EXERCISE - Copy every line of the data exactly, leaving nothing out.

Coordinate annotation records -
- - -
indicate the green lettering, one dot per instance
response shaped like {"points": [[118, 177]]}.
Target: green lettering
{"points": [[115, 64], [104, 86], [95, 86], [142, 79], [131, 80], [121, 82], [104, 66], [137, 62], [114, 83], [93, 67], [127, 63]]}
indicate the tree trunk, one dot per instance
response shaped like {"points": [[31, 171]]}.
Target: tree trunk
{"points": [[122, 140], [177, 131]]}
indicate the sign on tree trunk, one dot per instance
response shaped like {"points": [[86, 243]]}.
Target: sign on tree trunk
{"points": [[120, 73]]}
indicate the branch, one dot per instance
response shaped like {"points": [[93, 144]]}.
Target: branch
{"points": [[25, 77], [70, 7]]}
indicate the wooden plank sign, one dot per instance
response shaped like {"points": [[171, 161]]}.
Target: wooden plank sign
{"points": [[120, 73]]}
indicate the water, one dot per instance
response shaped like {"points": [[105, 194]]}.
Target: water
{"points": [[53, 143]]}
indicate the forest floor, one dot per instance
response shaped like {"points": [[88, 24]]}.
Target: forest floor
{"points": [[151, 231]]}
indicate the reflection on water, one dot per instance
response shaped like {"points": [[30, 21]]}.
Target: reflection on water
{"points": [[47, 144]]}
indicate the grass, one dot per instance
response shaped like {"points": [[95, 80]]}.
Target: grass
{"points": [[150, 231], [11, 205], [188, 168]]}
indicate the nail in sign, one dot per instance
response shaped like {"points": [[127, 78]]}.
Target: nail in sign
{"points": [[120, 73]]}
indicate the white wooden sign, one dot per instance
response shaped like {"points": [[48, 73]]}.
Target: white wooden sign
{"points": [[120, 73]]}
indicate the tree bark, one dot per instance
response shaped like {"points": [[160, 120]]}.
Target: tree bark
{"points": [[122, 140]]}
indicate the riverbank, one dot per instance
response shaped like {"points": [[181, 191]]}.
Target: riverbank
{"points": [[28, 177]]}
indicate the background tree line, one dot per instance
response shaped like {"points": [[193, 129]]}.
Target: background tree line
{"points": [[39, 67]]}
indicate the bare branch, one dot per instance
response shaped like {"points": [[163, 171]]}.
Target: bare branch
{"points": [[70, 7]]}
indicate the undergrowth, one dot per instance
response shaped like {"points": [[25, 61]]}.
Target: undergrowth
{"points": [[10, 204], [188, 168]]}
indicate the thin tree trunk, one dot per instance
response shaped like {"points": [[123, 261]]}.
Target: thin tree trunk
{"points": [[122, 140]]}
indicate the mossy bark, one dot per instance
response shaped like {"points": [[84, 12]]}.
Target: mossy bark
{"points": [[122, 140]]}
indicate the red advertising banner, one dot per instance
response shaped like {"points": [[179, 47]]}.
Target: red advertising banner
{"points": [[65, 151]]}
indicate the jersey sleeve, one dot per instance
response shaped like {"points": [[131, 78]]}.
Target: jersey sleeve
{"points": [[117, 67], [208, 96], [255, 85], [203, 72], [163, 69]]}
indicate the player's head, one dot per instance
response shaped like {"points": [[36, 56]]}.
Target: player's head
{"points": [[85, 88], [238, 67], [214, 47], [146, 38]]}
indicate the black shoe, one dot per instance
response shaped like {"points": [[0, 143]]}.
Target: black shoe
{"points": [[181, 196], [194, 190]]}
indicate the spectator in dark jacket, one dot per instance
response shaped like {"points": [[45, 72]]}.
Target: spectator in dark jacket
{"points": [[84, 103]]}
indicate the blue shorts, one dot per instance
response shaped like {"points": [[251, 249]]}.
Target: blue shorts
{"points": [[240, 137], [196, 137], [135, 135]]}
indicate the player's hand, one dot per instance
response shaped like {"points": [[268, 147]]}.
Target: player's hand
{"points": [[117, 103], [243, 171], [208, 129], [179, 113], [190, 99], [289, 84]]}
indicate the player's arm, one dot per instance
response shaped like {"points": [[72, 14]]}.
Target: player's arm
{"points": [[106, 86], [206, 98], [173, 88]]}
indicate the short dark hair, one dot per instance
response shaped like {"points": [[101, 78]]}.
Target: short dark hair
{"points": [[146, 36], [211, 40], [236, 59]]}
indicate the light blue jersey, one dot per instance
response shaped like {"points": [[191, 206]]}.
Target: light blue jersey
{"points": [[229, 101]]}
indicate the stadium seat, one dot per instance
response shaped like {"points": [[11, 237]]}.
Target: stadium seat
- - -
OUTPUT OF THE TASK -
indicate the green lettering, one dot per instance
response shaped like {"points": [[118, 177]]}.
Target: green lettering
{"points": [[115, 64], [104, 86], [95, 86], [142, 79], [131, 80], [121, 82], [104, 66], [137, 62], [114, 83], [93, 67], [127, 63]]}
indicate the tree trunk, one dot per instance
response shaped like {"points": [[31, 171]]}.
Target: tree trunk
{"points": [[122, 140], [177, 131]]}
indicate the sign on tree trunk, one dot per instance
response shaped like {"points": [[86, 243]]}.
Target: sign on tree trunk
{"points": [[120, 73]]}
indicate the branch, one dot per instance
response shaped like {"points": [[93, 144]]}.
Target: branch
{"points": [[25, 77], [70, 7]]}
indicate the wooden plank sign, one dot per instance
response shaped like {"points": [[171, 161]]}.
Target: wooden plank sign
{"points": [[120, 73]]}
indicate the water, one dot per instance
response shaped like {"points": [[105, 194]]}.
Target: water
{"points": [[53, 143]]}
indicate the forest floor, one dot per instance
response shaped like {"points": [[88, 24]]}.
Target: forest floor
{"points": [[151, 231]]}
indicate the reflection on water, one dot per instance
response shaped like {"points": [[30, 21]]}.
Target: reflection on water
{"points": [[47, 144]]}
indicate the grass, one dot per instance
response shaped like {"points": [[95, 80]]}.
Target: grass
{"points": [[150, 231], [11, 205], [188, 168]]}
indicate the nail in sign, one dot per instance
response shaped like {"points": [[127, 78]]}.
Target: nail in sign
{"points": [[120, 73]]}
indicate the white wooden sign, one dot per instance
response shaped like {"points": [[48, 73]]}.
Target: white wooden sign
{"points": [[120, 73]]}
indicate the tree bark, one dot per instance
response shaped like {"points": [[160, 120]]}.
Target: tree bark
{"points": [[122, 140]]}
indicate the riverbank, one dot per instance
response shaped like {"points": [[181, 191]]}.
Target: riverbank
{"points": [[28, 177]]}
indicate the background tree line, one dot per instance
response shaped like {"points": [[193, 129]]}.
Target: background tree line
{"points": [[39, 67]]}
indicate the bare branch, one dot per instance
response shaped like {"points": [[163, 171]]}.
Target: bare branch
{"points": [[70, 7]]}
indicate the undergrowth, one dot per instance
response shaped like {"points": [[25, 61]]}.
Target: undergrowth
{"points": [[10, 204], [188, 168]]}
indicate the thin tree trunk, one dot per instance
response shaped like {"points": [[123, 261]]}.
Target: thin tree trunk
{"points": [[122, 140]]}
indicate the mossy bark, one dot per instance
response shaped like {"points": [[84, 12]]}.
Target: mossy bark
{"points": [[122, 140]]}
indicate the red advertising banner, one dot per instance
response shaped like {"points": [[179, 47]]}.
Target: red advertising banner
{"points": [[65, 151]]}
indicate the jersey sleeve, one dot per instance
response shaped like {"points": [[131, 78]]}.
Target: jersey sleeve
{"points": [[117, 67], [208, 96], [255, 85], [203, 72], [163, 69]]}
indicate the player's head, one dot per instance
response shaped like {"points": [[36, 56]]}.
Target: player's head
{"points": [[85, 88], [238, 67], [214, 47], [146, 38]]}
indicate the black shoe, one dot per instance
response shaped like {"points": [[0, 143]]}.
Target: black shoe
{"points": [[181, 196], [194, 190]]}
indicate the spectator in dark jacket, one dot per instance
response shaped like {"points": [[45, 72]]}.
Target: spectator in dark jacket
{"points": [[84, 103]]}
indicate the blue shorts, one dot per instance
response shaped like {"points": [[251, 249]]}.
Target: blue shorts
{"points": [[240, 137], [196, 137], [135, 135]]}
indicate the player's hand, one dot per instance
response shaped like {"points": [[268, 147]]}.
Target: player's hand
{"points": [[117, 103], [243, 171], [208, 129], [179, 113], [190, 99], [289, 84]]}
indicate the player's arm, one dot per instance
response shaped like {"points": [[72, 14]]}.
Target: player's arm
{"points": [[106, 86], [206, 98], [173, 88]]}
indicate the short dark hair, one dot per instance
response shaped like {"points": [[101, 78]]}.
Target: short dark hair
{"points": [[146, 36], [211, 40], [236, 59]]}
indicate the light blue jersey, one dot per instance
response shaped like {"points": [[191, 206]]}.
Target: light blue jersey
{"points": [[229, 101]]}
indicate the stadium seat, one dot per instance
response shaped like {"points": [[11, 237]]}.
Target: stadium seat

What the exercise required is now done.